● Exercise aim
Copy the data exactly from the line that contains "the white ceiling" through the line that contains "point(123, 75)", keeping both end lines and leaving out everything else.
[Data extracts]
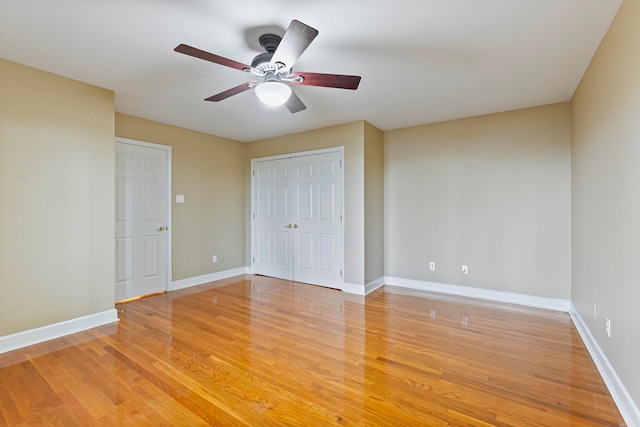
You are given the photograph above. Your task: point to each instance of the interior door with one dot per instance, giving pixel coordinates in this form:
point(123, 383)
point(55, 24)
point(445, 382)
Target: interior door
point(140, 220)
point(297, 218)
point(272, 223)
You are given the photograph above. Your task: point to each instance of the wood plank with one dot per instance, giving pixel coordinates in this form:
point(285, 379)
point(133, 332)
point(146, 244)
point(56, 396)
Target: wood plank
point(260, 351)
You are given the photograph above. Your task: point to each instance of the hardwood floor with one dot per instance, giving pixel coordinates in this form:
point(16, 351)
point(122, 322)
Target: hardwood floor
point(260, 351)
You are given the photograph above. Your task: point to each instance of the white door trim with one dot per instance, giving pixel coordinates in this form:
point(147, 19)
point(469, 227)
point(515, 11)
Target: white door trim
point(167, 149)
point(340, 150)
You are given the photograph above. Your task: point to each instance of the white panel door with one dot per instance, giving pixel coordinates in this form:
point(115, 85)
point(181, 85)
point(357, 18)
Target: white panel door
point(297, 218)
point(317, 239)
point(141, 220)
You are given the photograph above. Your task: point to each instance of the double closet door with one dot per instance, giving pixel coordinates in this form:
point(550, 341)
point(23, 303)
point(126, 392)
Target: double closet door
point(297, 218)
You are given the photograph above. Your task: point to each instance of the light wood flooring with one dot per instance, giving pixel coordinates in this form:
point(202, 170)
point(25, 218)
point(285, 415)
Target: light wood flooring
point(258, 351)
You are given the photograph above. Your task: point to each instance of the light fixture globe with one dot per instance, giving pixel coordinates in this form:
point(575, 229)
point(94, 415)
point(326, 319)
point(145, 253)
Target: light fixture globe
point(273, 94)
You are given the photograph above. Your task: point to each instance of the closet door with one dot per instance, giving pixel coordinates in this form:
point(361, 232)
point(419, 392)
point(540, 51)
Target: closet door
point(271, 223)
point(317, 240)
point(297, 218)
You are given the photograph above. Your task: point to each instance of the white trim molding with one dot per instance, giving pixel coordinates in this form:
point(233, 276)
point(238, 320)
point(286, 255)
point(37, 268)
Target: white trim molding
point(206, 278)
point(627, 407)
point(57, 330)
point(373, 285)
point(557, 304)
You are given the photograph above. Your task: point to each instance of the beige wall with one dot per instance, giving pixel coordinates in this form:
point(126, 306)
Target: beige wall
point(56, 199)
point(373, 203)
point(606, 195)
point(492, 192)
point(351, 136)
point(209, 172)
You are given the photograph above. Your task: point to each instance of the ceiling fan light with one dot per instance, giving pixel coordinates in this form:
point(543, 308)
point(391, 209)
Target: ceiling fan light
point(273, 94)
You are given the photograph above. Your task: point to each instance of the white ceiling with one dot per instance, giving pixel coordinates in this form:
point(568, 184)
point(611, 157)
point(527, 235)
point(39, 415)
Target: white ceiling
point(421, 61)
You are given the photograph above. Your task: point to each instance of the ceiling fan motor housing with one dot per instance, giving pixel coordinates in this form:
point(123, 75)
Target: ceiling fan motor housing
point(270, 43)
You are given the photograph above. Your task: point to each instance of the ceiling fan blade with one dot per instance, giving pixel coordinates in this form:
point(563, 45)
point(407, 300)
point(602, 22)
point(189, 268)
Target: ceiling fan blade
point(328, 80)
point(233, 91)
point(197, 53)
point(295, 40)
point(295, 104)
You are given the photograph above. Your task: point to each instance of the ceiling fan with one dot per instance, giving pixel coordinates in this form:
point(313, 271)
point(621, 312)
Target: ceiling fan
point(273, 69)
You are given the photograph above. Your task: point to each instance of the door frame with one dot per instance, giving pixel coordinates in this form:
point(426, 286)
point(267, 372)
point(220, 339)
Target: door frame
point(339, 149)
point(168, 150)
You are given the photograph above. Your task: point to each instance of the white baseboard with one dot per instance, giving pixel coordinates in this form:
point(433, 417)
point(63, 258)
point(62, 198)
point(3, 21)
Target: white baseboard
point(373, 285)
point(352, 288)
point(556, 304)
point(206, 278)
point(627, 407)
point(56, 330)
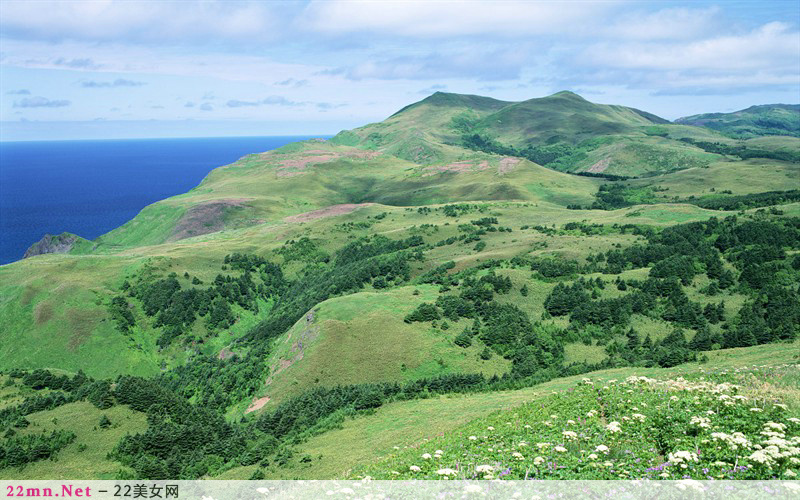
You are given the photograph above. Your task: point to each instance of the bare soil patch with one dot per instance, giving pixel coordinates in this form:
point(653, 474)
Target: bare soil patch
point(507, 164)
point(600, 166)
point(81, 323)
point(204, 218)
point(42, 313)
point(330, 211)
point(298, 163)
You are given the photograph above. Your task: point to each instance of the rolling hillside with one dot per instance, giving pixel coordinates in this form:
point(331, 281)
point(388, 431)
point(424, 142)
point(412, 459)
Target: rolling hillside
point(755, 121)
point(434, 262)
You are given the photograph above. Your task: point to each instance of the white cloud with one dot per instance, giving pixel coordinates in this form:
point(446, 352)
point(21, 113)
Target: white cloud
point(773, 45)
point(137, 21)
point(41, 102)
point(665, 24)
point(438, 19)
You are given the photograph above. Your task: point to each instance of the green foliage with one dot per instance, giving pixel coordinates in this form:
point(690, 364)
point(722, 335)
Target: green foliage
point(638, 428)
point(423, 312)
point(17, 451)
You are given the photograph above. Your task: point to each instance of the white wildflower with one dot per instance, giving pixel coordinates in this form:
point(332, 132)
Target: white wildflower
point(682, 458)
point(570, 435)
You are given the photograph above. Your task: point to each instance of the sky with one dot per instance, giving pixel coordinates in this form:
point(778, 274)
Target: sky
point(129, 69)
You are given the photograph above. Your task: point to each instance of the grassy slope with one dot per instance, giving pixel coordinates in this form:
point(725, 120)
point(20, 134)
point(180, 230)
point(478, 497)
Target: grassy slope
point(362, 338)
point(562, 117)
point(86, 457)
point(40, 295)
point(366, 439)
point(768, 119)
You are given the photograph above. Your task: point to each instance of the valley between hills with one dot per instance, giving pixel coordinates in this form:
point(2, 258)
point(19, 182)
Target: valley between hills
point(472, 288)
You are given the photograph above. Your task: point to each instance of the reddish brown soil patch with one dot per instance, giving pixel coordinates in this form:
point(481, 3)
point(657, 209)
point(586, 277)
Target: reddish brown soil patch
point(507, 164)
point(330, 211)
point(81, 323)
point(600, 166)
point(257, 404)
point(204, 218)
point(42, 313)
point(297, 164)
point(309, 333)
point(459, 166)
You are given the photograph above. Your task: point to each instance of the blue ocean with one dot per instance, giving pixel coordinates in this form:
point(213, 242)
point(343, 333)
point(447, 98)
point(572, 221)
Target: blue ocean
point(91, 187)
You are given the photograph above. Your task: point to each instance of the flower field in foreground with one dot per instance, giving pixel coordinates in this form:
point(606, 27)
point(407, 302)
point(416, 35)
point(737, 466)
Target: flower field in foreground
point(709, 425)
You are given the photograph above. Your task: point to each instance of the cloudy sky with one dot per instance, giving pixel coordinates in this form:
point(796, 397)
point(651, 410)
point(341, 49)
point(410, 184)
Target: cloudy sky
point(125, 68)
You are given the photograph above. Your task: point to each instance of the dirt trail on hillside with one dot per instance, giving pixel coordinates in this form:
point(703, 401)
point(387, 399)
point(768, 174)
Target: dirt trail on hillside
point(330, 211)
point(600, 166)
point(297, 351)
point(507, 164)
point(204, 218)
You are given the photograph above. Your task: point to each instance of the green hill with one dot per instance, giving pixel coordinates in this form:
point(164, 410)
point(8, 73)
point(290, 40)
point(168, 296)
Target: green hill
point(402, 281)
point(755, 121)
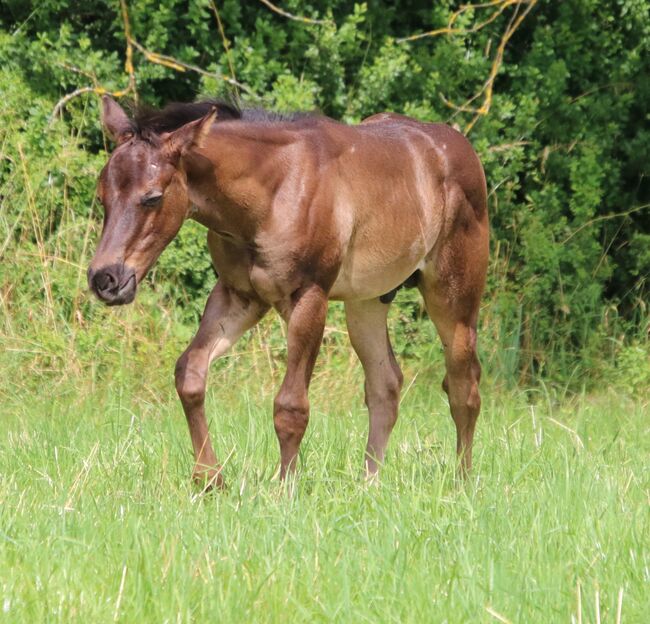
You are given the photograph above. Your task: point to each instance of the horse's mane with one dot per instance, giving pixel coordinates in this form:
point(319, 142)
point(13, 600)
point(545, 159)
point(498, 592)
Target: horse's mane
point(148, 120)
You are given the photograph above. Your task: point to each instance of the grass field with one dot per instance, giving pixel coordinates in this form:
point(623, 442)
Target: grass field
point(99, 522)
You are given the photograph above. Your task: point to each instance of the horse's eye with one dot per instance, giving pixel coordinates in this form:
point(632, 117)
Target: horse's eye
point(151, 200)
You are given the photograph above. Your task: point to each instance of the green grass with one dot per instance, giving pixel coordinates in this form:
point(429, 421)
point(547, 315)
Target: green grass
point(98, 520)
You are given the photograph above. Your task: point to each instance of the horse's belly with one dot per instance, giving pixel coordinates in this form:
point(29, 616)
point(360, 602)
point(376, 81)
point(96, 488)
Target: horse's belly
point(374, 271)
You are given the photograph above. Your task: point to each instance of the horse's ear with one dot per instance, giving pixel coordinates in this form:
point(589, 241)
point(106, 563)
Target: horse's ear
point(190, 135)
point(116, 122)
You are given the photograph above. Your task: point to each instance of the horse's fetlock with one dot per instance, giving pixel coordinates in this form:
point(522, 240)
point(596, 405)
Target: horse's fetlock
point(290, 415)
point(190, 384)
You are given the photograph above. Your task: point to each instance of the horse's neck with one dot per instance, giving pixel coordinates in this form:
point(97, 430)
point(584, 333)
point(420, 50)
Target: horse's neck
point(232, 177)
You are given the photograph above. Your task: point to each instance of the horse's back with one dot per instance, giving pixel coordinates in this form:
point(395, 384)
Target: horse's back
[/Data extracts]
● Answer for this exercise
You are given the photograph above. Your task: point to each instance of the white ceiling with one dot per instance, giving pixel coordinates in this form:
point(568, 184)
point(611, 157)
point(527, 235)
point(39, 415)
Target: white ceiling
point(421, 61)
You are given the photograph above. Your task: point to each instance of the ceiling fan motor housing with one dot per instance, giving pixel coordinates in this form:
point(123, 75)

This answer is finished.